- Set exercise -
Pull out every line below that contains the string "stem" and copy each one in full, in its original order.

- Records -
━━━━

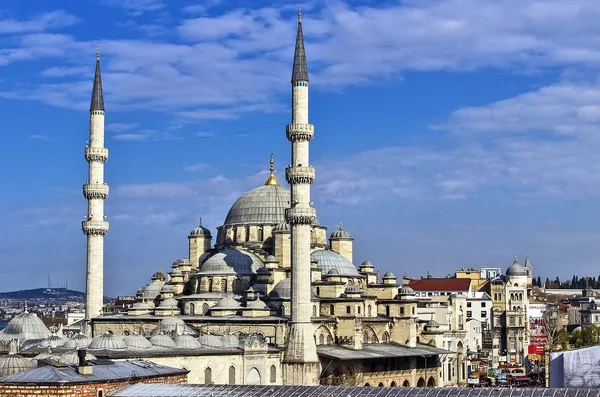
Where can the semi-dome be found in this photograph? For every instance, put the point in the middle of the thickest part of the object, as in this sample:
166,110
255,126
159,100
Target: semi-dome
263,205
516,269
137,341
107,341
72,357
232,262
210,340
52,341
25,326
78,341
283,289
162,340
328,260
200,231
187,341
11,364
230,340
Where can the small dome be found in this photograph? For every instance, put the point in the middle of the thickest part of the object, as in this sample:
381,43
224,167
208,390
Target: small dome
340,234
328,260
232,262
73,358
283,228
187,341
137,341
78,341
11,364
169,303
227,303
516,270
406,290
210,340
200,231
25,326
53,341
230,340
283,289
107,341
162,340
258,304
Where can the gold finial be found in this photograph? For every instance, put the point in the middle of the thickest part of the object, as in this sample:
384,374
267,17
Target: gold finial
272,180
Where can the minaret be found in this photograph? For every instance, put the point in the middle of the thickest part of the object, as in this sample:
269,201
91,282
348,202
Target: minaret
300,364
95,191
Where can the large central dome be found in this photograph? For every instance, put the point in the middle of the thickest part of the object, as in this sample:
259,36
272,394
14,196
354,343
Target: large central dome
263,205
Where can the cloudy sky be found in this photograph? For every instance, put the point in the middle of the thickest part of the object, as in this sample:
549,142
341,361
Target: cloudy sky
448,133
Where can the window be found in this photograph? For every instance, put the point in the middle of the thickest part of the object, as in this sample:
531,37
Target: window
208,376
232,375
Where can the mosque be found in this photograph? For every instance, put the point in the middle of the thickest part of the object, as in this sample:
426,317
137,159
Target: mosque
272,300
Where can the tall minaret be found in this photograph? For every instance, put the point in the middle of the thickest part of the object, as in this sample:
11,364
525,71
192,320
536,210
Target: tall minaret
95,191
300,364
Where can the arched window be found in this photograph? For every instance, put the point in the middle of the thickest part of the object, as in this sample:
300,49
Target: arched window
208,376
223,285
232,375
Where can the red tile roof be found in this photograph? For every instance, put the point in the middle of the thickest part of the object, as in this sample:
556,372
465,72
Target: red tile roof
441,284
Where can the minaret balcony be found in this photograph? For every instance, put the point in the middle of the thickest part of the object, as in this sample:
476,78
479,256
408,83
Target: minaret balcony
300,175
96,154
300,216
94,228
300,132
95,191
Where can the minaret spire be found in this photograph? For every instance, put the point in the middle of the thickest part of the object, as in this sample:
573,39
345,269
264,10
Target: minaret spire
299,71
300,363
95,191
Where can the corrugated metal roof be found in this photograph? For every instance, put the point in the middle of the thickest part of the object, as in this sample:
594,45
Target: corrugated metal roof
147,390
50,375
377,350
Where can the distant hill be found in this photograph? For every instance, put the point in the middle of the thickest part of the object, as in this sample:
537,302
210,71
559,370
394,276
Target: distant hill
43,293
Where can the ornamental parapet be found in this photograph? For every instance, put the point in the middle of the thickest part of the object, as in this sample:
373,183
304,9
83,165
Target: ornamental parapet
96,154
95,191
94,228
300,132
300,216
300,175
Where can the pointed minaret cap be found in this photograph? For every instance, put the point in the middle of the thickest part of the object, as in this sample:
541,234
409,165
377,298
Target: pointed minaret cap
272,180
97,97
300,71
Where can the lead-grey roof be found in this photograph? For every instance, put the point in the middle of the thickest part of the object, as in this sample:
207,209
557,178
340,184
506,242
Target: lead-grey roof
231,262
50,375
263,205
190,390
328,260
300,70
97,102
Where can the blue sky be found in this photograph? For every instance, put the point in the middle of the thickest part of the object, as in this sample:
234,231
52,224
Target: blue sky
449,133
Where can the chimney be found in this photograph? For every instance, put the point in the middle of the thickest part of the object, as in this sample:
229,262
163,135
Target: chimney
82,367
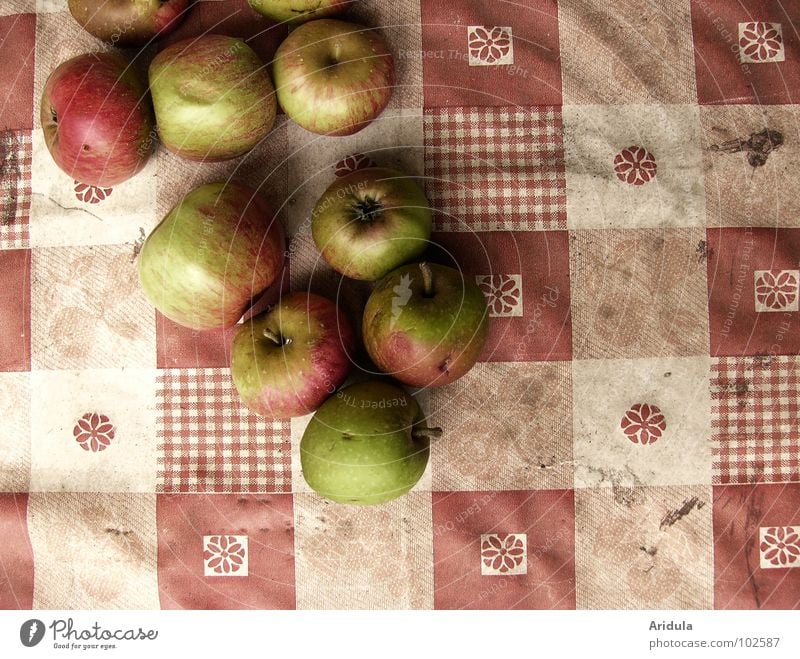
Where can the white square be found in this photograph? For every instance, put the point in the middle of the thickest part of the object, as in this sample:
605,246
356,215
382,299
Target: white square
94,551
11,7
225,555
779,546
761,43
51,6
650,426
395,139
71,213
15,432
88,309
503,294
504,554
633,166
93,430
776,290
490,46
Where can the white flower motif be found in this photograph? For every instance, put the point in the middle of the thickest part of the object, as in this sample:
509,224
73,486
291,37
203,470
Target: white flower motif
779,546
503,294
490,46
777,290
225,556
761,42
504,554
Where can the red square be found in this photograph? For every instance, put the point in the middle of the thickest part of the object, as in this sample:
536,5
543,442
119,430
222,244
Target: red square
504,550
180,347
490,53
234,18
731,66
525,277
756,562
16,555
17,38
753,280
15,310
492,169
209,442
257,572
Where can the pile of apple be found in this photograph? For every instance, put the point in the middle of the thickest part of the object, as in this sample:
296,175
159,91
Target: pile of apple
221,247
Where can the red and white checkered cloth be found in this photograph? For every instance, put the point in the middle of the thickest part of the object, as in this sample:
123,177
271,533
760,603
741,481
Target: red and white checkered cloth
630,436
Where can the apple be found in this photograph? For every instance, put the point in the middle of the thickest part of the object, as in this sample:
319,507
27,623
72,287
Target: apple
425,324
286,361
128,22
371,221
211,256
367,444
297,11
97,119
213,98
332,77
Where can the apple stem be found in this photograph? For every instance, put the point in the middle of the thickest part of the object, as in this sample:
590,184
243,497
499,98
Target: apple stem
273,337
427,433
427,279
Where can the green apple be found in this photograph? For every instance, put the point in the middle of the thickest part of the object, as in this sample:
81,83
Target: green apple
371,221
211,256
333,77
425,324
213,98
367,444
298,11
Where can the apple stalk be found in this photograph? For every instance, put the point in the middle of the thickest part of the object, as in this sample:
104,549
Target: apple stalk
427,433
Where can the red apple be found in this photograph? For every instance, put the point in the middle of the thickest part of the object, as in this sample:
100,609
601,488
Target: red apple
128,22
286,361
333,77
425,324
211,256
97,119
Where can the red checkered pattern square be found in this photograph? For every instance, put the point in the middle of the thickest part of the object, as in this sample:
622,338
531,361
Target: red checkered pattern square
15,189
209,442
755,407
493,169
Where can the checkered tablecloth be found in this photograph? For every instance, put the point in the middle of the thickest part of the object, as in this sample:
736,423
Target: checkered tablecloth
630,436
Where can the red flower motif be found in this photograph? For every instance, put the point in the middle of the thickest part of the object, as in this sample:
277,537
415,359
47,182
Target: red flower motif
777,290
489,44
352,163
91,194
643,423
502,554
635,165
780,545
94,432
224,554
760,41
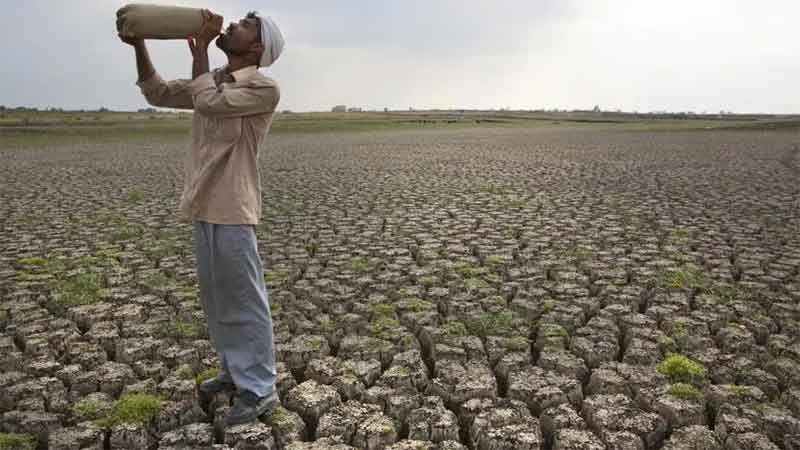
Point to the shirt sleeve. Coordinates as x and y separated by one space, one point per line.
234 101
167 94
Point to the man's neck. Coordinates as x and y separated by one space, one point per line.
235 63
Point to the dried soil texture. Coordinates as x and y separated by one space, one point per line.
483 289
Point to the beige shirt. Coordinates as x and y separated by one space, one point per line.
222 183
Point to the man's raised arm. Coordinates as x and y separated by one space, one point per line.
166 94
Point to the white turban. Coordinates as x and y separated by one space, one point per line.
272 39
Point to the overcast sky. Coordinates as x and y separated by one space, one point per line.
677 55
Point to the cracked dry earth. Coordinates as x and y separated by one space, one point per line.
479 289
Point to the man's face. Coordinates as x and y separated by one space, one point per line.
240 36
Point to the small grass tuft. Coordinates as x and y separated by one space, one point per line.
740 389
134 409
87 409
187 329
681 369
493 260
688 276
206 375
82 289
454 328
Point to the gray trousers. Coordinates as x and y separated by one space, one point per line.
236 304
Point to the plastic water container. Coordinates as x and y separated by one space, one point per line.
158 22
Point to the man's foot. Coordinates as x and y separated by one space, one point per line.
248 407
215 385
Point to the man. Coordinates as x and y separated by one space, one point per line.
233 107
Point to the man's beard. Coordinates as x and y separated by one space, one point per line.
223 43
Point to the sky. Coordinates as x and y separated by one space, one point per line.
632 55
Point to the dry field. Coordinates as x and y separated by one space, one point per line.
552 287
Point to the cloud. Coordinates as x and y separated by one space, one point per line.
678 55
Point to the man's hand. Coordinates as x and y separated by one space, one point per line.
132 41
212 27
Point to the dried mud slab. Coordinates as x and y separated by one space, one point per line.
499 288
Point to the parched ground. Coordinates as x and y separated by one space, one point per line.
444 289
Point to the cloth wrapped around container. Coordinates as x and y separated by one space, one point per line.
159 22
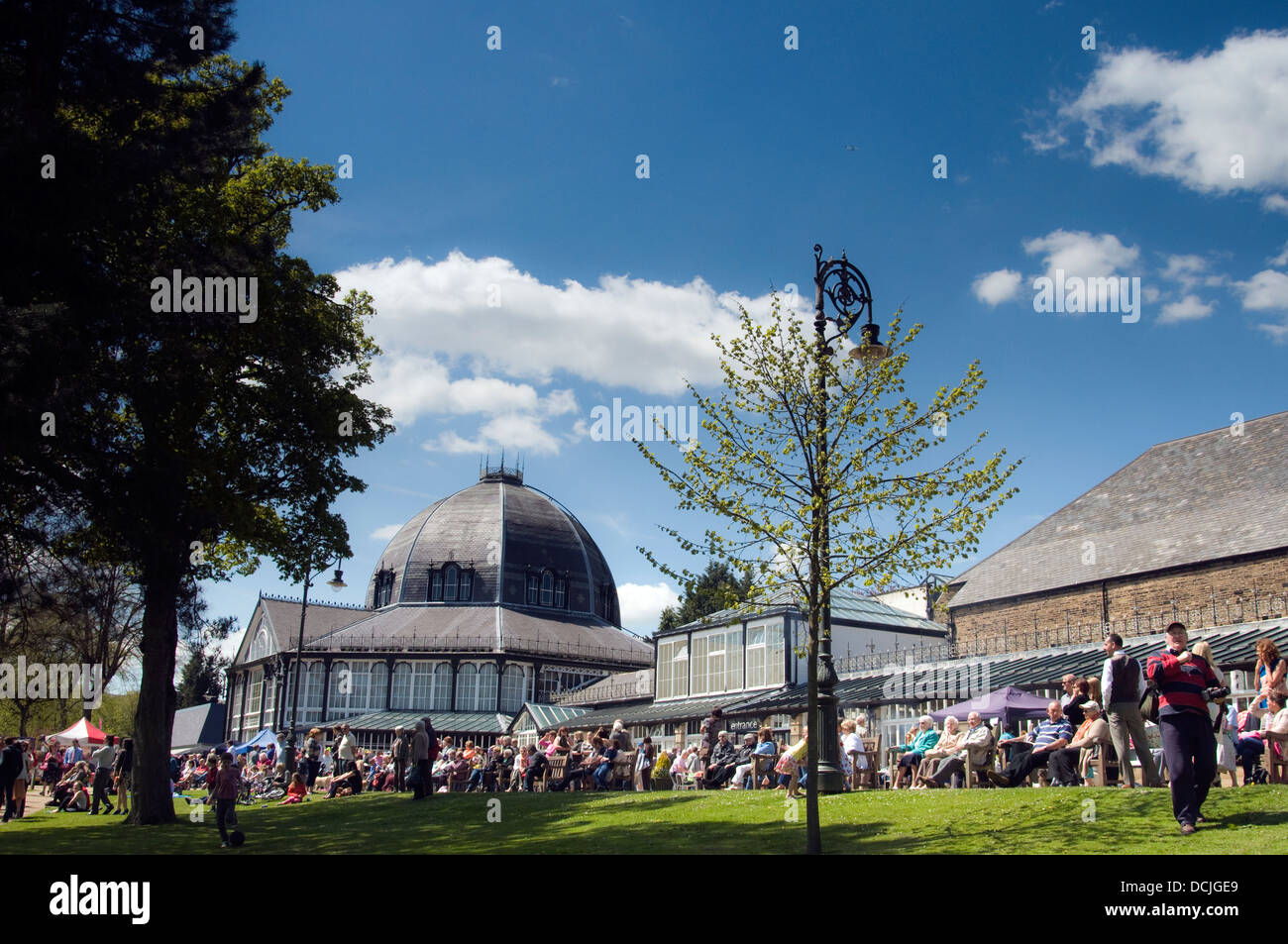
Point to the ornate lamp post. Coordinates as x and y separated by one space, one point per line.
335 583
845 287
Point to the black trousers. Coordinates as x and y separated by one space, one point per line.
1189 747
102 789
425 786
1063 767
222 809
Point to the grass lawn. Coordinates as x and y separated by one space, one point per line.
961 822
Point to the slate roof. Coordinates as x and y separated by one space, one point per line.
503 530
848 607
487 627
1202 497
197 728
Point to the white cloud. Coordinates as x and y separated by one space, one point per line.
1185 119
1265 291
643 604
385 533
1190 308
1082 254
1275 202
996 287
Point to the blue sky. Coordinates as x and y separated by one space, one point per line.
516 168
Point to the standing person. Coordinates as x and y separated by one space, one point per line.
1124 685
1189 745
1270 672
11 764
227 786
103 760
312 758
398 752
124 769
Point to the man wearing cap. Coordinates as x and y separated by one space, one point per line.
1184 724
1064 763
1048 736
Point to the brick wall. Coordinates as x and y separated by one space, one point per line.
1201 595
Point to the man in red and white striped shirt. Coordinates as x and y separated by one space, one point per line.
1184 724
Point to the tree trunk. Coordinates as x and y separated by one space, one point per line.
154 719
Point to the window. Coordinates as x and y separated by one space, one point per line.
378 686
442 699
485 695
421 693
511 689
673 669
400 699
467 677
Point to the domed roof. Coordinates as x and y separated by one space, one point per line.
503 533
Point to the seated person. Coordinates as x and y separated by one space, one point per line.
975 743
745 763
1061 768
535 768
348 784
296 792
914 750
720 767
1048 736
945 747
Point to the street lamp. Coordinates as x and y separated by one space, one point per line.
338 584
842 284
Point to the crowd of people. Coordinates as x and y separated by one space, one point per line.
1199 729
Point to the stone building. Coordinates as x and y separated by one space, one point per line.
1193 530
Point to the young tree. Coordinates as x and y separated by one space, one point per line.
798 429
191 438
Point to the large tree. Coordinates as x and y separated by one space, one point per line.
798 429
192 441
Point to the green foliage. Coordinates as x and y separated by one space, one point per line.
717 587
901 498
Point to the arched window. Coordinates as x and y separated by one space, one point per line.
442 687
402 687
378 686
338 699
467 677
511 689
485 699
421 697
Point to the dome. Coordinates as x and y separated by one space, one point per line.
496 543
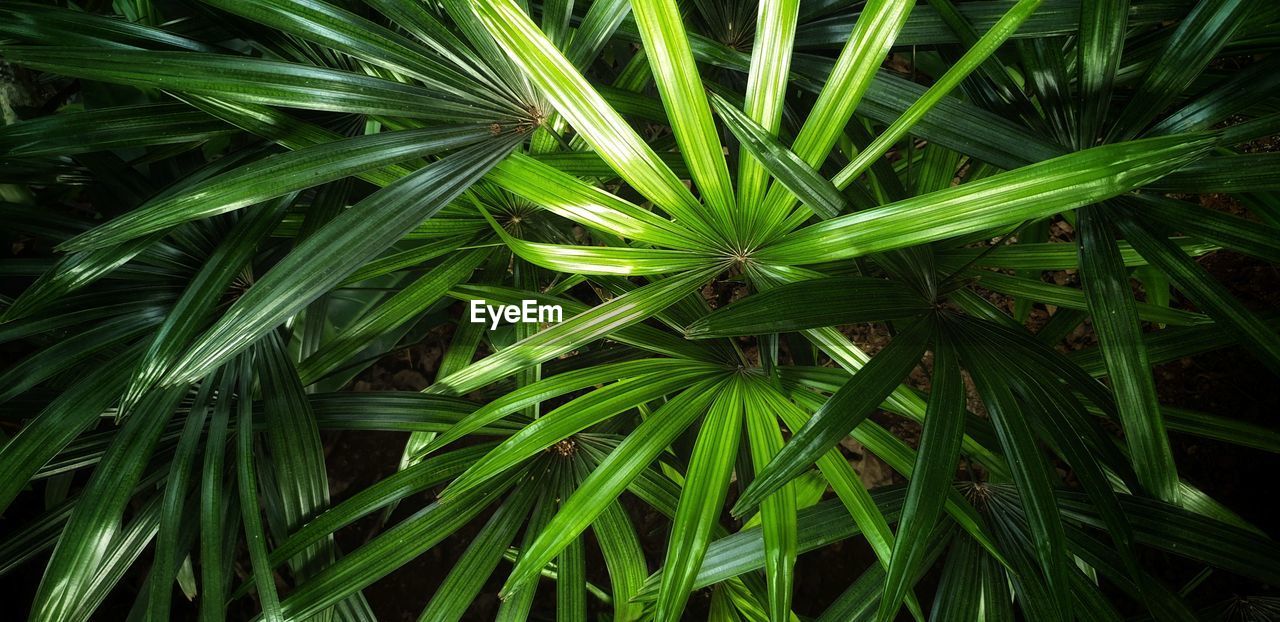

━━━━

- Problem solution -
Where can the apple stem be found in this photograph? For every instance, put the point in the middle of the thickest part of the object, as in this sample:
Target: apple stem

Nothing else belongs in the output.